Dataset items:

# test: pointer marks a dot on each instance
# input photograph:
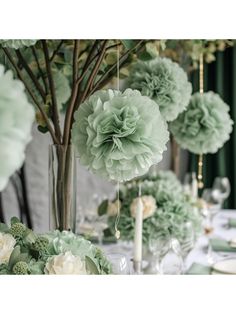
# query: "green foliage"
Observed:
(102, 208)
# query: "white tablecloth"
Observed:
(199, 253)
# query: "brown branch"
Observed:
(40, 69)
(69, 112)
(105, 78)
(86, 68)
(56, 120)
(18, 71)
(94, 72)
(56, 51)
(31, 74)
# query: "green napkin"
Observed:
(232, 222)
(221, 245)
(198, 269)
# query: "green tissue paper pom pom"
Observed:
(205, 126)
(119, 135)
(165, 82)
(20, 268)
(18, 230)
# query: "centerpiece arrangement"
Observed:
(165, 208)
(22, 252)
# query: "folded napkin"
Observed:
(199, 269)
(232, 222)
(221, 245)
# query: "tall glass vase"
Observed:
(62, 188)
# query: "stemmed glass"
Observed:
(221, 189)
(190, 184)
(187, 239)
(211, 209)
(158, 246)
(120, 264)
(172, 262)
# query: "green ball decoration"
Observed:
(205, 126)
(17, 230)
(17, 43)
(20, 268)
(119, 135)
(165, 82)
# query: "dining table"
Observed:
(202, 253)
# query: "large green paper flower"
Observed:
(165, 82)
(205, 126)
(172, 208)
(16, 119)
(119, 135)
(17, 43)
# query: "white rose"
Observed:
(7, 243)
(149, 206)
(113, 208)
(65, 264)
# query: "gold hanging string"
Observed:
(117, 231)
(201, 90)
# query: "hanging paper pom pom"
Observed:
(205, 126)
(17, 43)
(16, 119)
(165, 82)
(119, 135)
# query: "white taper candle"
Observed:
(138, 231)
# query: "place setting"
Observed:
(115, 157)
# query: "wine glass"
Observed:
(190, 185)
(221, 189)
(120, 264)
(158, 245)
(187, 239)
(172, 262)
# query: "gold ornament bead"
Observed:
(117, 234)
(200, 185)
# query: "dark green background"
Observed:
(220, 77)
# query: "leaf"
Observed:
(102, 208)
(91, 266)
(145, 56)
(42, 129)
(29, 237)
(36, 268)
(128, 43)
(14, 220)
(3, 227)
(14, 257)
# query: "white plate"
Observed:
(227, 266)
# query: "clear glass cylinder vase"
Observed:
(62, 188)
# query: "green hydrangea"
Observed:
(119, 135)
(205, 126)
(18, 230)
(62, 242)
(17, 43)
(172, 208)
(41, 244)
(20, 268)
(165, 82)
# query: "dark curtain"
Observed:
(220, 77)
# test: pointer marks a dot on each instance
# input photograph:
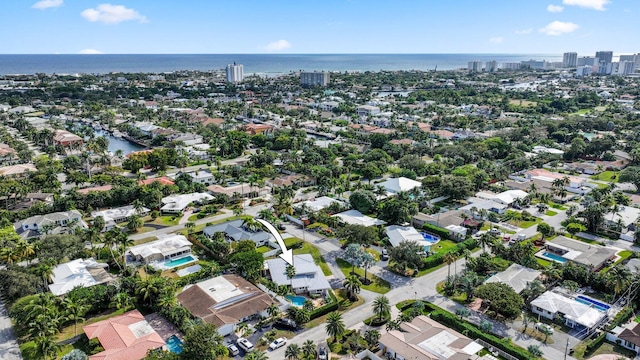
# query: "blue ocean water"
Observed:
(253, 63)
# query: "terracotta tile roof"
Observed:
(124, 337)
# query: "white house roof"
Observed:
(355, 217)
(398, 234)
(396, 185)
(164, 246)
(179, 202)
(308, 274)
(319, 203)
(79, 272)
(516, 276)
(573, 310)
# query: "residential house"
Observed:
(236, 231)
(355, 217)
(427, 339)
(592, 256)
(627, 336)
(78, 273)
(54, 223)
(128, 336)
(308, 277)
(117, 215)
(225, 301)
(516, 276)
(175, 204)
(163, 253)
(17, 170)
(574, 313)
(238, 191)
(66, 139)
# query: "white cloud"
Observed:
(554, 8)
(278, 45)
(589, 4)
(90, 51)
(45, 4)
(524, 31)
(559, 27)
(112, 14)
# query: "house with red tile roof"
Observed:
(125, 337)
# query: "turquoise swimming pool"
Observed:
(174, 344)
(296, 300)
(180, 261)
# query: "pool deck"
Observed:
(163, 327)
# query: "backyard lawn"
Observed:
(378, 285)
(609, 175)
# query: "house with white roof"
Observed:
(78, 273)
(575, 314)
(516, 276)
(163, 253)
(400, 184)
(175, 204)
(54, 223)
(117, 215)
(308, 278)
(319, 203)
(355, 217)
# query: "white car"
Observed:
(543, 327)
(277, 343)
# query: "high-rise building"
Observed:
(235, 73)
(475, 66)
(570, 59)
(605, 56)
(314, 78)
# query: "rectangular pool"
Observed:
(596, 304)
(554, 257)
(180, 261)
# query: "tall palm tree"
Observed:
(352, 284)
(292, 352)
(381, 307)
(335, 326)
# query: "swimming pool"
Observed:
(174, 344)
(554, 257)
(180, 261)
(296, 300)
(596, 304)
(430, 238)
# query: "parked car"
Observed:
(322, 353)
(542, 327)
(277, 343)
(244, 344)
(233, 350)
(285, 324)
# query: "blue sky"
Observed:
(318, 26)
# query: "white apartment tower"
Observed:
(570, 60)
(314, 78)
(235, 73)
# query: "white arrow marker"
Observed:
(287, 254)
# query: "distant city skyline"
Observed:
(319, 27)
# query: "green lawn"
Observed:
(609, 175)
(378, 285)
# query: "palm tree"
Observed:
(74, 310)
(619, 277)
(292, 352)
(309, 349)
(381, 307)
(335, 326)
(352, 284)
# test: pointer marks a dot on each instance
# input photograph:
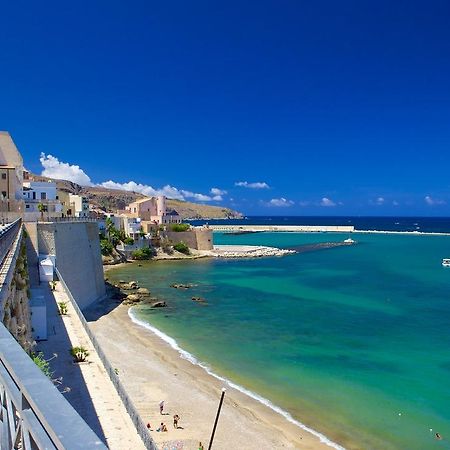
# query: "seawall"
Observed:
(76, 247)
(284, 228)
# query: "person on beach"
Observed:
(162, 427)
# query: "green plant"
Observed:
(62, 308)
(179, 227)
(106, 247)
(79, 354)
(42, 208)
(143, 253)
(42, 363)
(182, 248)
(166, 246)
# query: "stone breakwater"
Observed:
(248, 251)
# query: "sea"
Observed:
(352, 342)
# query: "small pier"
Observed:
(241, 229)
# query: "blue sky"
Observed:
(288, 107)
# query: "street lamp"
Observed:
(217, 418)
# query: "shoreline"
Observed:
(230, 384)
(153, 359)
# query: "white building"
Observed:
(79, 205)
(40, 192)
(132, 226)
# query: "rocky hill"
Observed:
(112, 199)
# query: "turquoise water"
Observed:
(352, 341)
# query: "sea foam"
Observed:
(193, 360)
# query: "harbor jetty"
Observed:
(238, 229)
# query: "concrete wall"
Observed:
(77, 249)
(196, 238)
(14, 307)
(286, 228)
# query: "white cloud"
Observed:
(280, 202)
(433, 201)
(217, 191)
(54, 168)
(254, 185)
(327, 202)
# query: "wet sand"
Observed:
(152, 370)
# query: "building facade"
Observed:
(153, 210)
(11, 178)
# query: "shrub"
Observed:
(106, 247)
(178, 227)
(182, 248)
(79, 354)
(42, 363)
(143, 253)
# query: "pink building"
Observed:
(152, 209)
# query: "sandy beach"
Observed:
(152, 370)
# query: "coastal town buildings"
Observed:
(40, 194)
(153, 210)
(73, 205)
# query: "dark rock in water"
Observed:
(182, 286)
(133, 285)
(133, 298)
(159, 305)
(143, 291)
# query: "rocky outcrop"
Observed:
(249, 251)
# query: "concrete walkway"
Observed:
(87, 385)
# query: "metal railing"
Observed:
(139, 424)
(33, 413)
(8, 234)
(70, 219)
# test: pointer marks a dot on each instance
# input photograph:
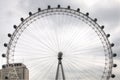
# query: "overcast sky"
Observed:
(106, 11)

## What you should do:
Return the data verbatim, leaving out the pictures it holds.

## Answer to this problem:
# test: pointer marks a dot on each instance
# input photograph:
# query: "green foliage"
Observed:
(102, 208)
# query: "white tablecloth"
Observed:
(199, 253)
# query: "brown branch"
Observed:
(40, 69)
(69, 112)
(105, 78)
(86, 68)
(56, 120)
(18, 71)
(94, 72)
(56, 51)
(31, 74)
# query: "green napkin"
Observed:
(232, 222)
(221, 245)
(198, 269)
# query: "green tissue paper pom pom"
Observed:
(205, 126)
(119, 135)
(165, 82)
(20, 268)
(18, 230)
# query: "centerpiece arrangement"
Observed:
(165, 208)
(22, 252)
# query: "folded napkin"
Observed:
(199, 269)
(232, 222)
(221, 245)
# query: "tall glass vase"
Observed:
(62, 188)
# query: "stemmed glass"
Observed:
(221, 189)
(190, 184)
(187, 239)
(211, 209)
(158, 246)
(120, 264)
(172, 262)
# query: "green ball decoration"
Observed:
(205, 126)
(17, 230)
(17, 43)
(20, 268)
(119, 135)
(165, 82)
# query: "dining table"
Observed:
(202, 253)
# query: "large green paper flower"
Observed:
(165, 82)
(205, 126)
(172, 208)
(16, 119)
(119, 135)
(17, 43)
# query: "white rose"
Observed:
(7, 243)
(149, 206)
(113, 208)
(65, 264)
# query: "gold hanging string"
Observed:
(117, 231)
(201, 90)
# query: "hanging paper pom pom"
Observed:
(205, 126)
(17, 43)
(16, 119)
(165, 82)
(119, 135)
# query: "white taper candle"
Observed:
(138, 231)
# query: "place setting"
Observed:
(115, 157)
# query: "wine glass"
Observed:
(190, 185)
(221, 189)
(120, 264)
(158, 245)
(187, 239)
(172, 262)
# query: "gold ornament bead"
Observed:
(117, 234)
(200, 185)
# query: "dark green background"
Observed:
(220, 77)
# query: "leaf"
Observed:
(102, 208)
(91, 266)
(145, 56)
(42, 129)
(29, 237)
(36, 268)
(128, 43)
(14, 220)
(3, 227)
(14, 257)
# query: "white plate"
Observed:
(227, 266)
# query: "clear glass cylinder vase"
Observed:
(62, 188)
# query: "green hydrangea"
Observed:
(119, 135)
(205, 126)
(18, 230)
(62, 242)
(17, 43)
(172, 208)
(41, 244)
(20, 268)
(165, 82)
# query: "dark curtain"
Observed:
(220, 77)
# test: pointer marks a dot on each instance
# input photograph:
# query: "blue ocean water"
Observed:
(253, 63)
# query: "terracotta tile roof"
Observed:
(124, 337)
# query: "white house roof"
Observed:
(355, 217)
(398, 234)
(396, 185)
(164, 246)
(179, 202)
(308, 274)
(319, 203)
(79, 272)
(516, 276)
(573, 310)
# query: "residential house"
Observed:
(236, 231)
(355, 217)
(427, 339)
(592, 256)
(627, 336)
(78, 273)
(54, 223)
(128, 336)
(308, 277)
(117, 215)
(225, 301)
(516, 276)
(175, 204)
(163, 253)
(17, 170)
(574, 313)
(238, 191)
(66, 139)
# query: "white cloud"
Observed:
(554, 8)
(278, 45)
(589, 4)
(90, 51)
(45, 4)
(524, 31)
(559, 27)
(112, 14)
# query: "house with red tile roof"
Observed:
(125, 337)
# query: "turquoise swimming pool"
Observed:
(174, 344)
(296, 300)
(180, 261)
# query: "pool deck"
Observed:
(163, 327)
# query: "backyard lawn"
Observed:
(378, 285)
(609, 175)
# query: "house with white roof"
Observed:
(78, 273)
(575, 314)
(516, 276)
(163, 253)
(400, 184)
(175, 204)
(54, 223)
(117, 215)
(308, 278)
(319, 203)
(355, 217)
# query: "white car"
Observed:
(543, 327)
(277, 343)
# query: "high-rise building"
Observed:
(235, 73)
(475, 66)
(570, 59)
(605, 56)
(314, 78)
# query: "rectangular pool"
Observed:
(596, 304)
(554, 257)
(180, 261)
# query: "tall palm tree"
Observed:
(352, 284)
(292, 352)
(381, 307)
(335, 326)
# query: "swimming pool"
Observed:
(174, 344)
(554, 257)
(180, 261)
(296, 300)
(596, 304)
(430, 238)
# query: "parked car"
Observed:
(322, 353)
(542, 327)
(277, 343)
(244, 344)
(233, 350)
(285, 324)
# query: "blue sky"
Observed:
(318, 26)
# query: "white apartment tower"
Observed:
(570, 60)
(314, 78)
(235, 73)
# query: "white arrow marker"
Observed:
(287, 254)
# query: "distant city skyline"
Observed:
(319, 27)
# query: "green lawn"
Observed:
(609, 175)
(378, 285)
# query: "palm tree"
Observed:
(74, 310)
(619, 277)
(292, 352)
(309, 349)
(381, 307)
(335, 326)
(352, 284)
# test: pointer marks a dot on each instance
# input photograph:
# query: "seawall"
Observed:
(76, 247)
(284, 228)
# query: "person on beach"
Observed:
(162, 427)
# query: "green plant"
Observed:
(62, 308)
(179, 227)
(106, 247)
(79, 354)
(42, 208)
(143, 253)
(42, 363)
(182, 248)
(166, 246)
# query: "stone breakwater"
Observed:
(248, 251)
# query: "sea"
Observed:
(352, 342)
# query: "small pier"
Observed:
(241, 229)
# query: "blue sky"
Observed:
(288, 107)
# query: "street lamp"
Observed:
(217, 418)
# query: "shoreline"
Observed:
(230, 384)
(153, 359)
# query: "white building"
Observed:
(79, 205)
(40, 192)
(132, 226)
# query: "rocky hill"
Observed:
(112, 199)
# query: "turquoise water"
Observed:
(352, 341)
# query: "sea foam"
Observed:
(193, 360)
# query: "harbor jetty"
Observed:
(238, 229)
# query: "concrete wall"
Observed:
(77, 249)
(196, 238)
(14, 307)
(286, 228)
# query: "white cloud"
Observed:
(280, 202)
(433, 201)
(217, 191)
(54, 168)
(254, 185)
(327, 202)
# query: "wet sand"
Observed:
(152, 370)
# query: "building facade"
Observed:
(153, 210)
(11, 178)
# query: "shrub"
Observed:
(106, 247)
(178, 227)
(182, 248)
(79, 354)
(42, 363)
(143, 253)
# query: "pink building"
Observed:
(152, 209)
# query: "sandy beach"
Observed:
(152, 370)
# query: "coastal town buildings"
Observed:
(40, 194)
(153, 210)
(73, 205)
# query: "dark rock in water"
Observed:
(182, 286)
(133, 285)
(133, 298)
(159, 305)
(143, 291)
# query: "rocky outcrop"
Observed:
(249, 251)
# query: "concrete walkway"
Observed:
(87, 385)
# query: "metal railing"
Observed:
(139, 424)
(33, 413)
(8, 234)
(70, 219)
# test: pointer marks a dot on each instance
# input photograph:
# query: "overcast sky"
Observed:
(106, 11)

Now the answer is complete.